++++ Bloco de texto ++++

Sem acesso à terra, preteridos em relação ao trabalhador europeu e estigmatizados pelo racismo, os negros e negras ocuparam as margens do nascente mercado de trabalho brasileiro, morando, também, nas margens das cidades. Os efeitos de quatro séculos de escravidão e de uma abolição sem reparações são sentidos ainda hoje.

Racismo

Números de uma tragédia racial e social

A expressão mais trágica do racismo é o assassinato. Segundo o Atlas da Violência de 2021, os negros representaram 77% das vítimas de homicídios no país, perfazendo uma taxa de 29,2 por 100 mil habitantes, enquanto não negros apresentaram uma taxa de 11,2 para cada 100 mil habitantes. Isto é, um negro tem 2,6 vezes mais chances de ser assassinado do que uma pessoa não negra. E considerando os recortes de gênero e raça, 66% das mulheres assassinadas são negras.

Outro aspecto da violência racista reside no encarceramento: segundo dados do Infopen – Levantamento Nacional de Informações Penitenciárias, 67% dos presos no país são negros. Do total de presos, mais de ¼ está enquadrado por tráfico de drogas, em virtude da lei 6.368/1976 – criada durante a ditadura militar – e da lei antidrogas 11.343/2006 – assinada por Lula (PT). Uma lei que, dentre outras coisas, dá plenos poderes para o juiz definir se uma pessoa flagrada com drogas é usuária ou consumidora.

O parágrafo segundo do art. 28 da lei antidrogas diz que “para determinar se a droga destinava-se a consumo pessoal, o juiz atenderá à natureza e à quantidade da substância apreendida, ao local e às condições em que se desenvolveu a ação, às circunstâncias sociais e pessoais, bem como à conduta e aos antecedentes do agente”. Traduzindo esse “juridiquês” para a prática: se um jovem branco é flagrado com seis gramas de maconha, em frente ao seu condomínio no Leblon, bairro nobre do Rio de Janeiro, ele é definido como usuário. Mas se for um jovem negro flagrado com os mesmos seis gramas de maconha, aos pés de uma favela ou no subúrbio do Rio de Janeiro, ele é definido como traficante. Mais racista e burguesa, impossível.

++++ Dados fornecidos ++++

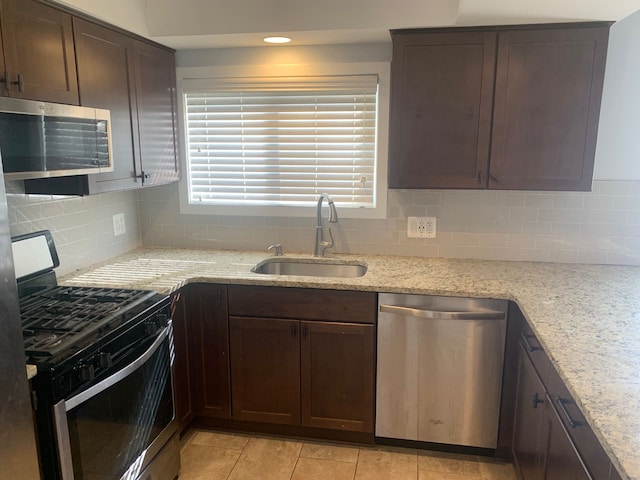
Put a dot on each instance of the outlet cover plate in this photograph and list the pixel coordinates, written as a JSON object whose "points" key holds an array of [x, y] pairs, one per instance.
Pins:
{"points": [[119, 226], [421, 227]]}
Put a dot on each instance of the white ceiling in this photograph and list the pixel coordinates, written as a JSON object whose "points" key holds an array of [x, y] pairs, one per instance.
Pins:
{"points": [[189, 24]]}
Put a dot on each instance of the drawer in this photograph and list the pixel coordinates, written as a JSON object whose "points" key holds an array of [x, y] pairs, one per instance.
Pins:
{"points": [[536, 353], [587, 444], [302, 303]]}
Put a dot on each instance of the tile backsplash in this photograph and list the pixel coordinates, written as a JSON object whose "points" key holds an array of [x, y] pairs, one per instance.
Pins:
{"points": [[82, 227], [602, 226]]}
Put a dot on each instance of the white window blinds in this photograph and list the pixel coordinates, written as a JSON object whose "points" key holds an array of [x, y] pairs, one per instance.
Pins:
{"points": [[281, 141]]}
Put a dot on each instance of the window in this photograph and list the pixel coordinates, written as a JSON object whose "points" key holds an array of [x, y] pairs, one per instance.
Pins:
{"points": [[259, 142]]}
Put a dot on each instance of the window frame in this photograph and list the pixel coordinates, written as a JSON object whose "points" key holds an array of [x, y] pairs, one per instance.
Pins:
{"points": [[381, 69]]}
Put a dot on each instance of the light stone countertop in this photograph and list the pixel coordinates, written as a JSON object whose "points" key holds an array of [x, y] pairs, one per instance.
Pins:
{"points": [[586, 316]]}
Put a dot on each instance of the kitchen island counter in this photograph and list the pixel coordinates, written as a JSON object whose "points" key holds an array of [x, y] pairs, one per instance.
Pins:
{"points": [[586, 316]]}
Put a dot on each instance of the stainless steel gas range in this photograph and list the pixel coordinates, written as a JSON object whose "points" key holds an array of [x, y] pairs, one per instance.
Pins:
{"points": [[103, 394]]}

++++

## Tarefas a realizar:
a) Com base no texto sobre racismo, explique por que, com os mesmos seis gramas de maconha, um jovem branco no Leblon é definido como usuário e um jovem negro no subúrbio é definido como traficante. Use de uma a três frases.
b) Por favor, devolva o trecho do texto sobre racismo que vai de "Outro aspecto da" até "usuária ou consumidora.", sem alterar nada.

## Respostas numeradas:
a) A lei antidrogas dá ao juiz plenos poderes para definir se quem é flagrado com drogas é usuário. Segundo o parágrafo segundo do art. 28, o juiz deve considerar, além da natureza e da quantidade da substância, o local e as condições da ação, as circunstâncias sociais e pessoais e a conduta e os antecedentes do agente. Por isso, mesmo com quantidades iguais, o local do flagrante e a situação social levam a classificações diferentes.

b)
Outro aspecto da violência racista reside no encarceramento: segundo dados do Infopen – Levantamento Nacional de Informações Penitenciárias, 67% dos presos no país são negros. Do total de presos, mais de ¼ está enquadrado por tráfico de drogas, em virtude da lei 6.368/1976 – criada durante a ditadura militar – e da lei antidrogas 11.343/2006 – assinada por Lula (PT). Uma lei que, dentre outras coisas, dá plenos poderes para o juiz definir se uma pessoa flagrada com drogas é usuária ou consumidora.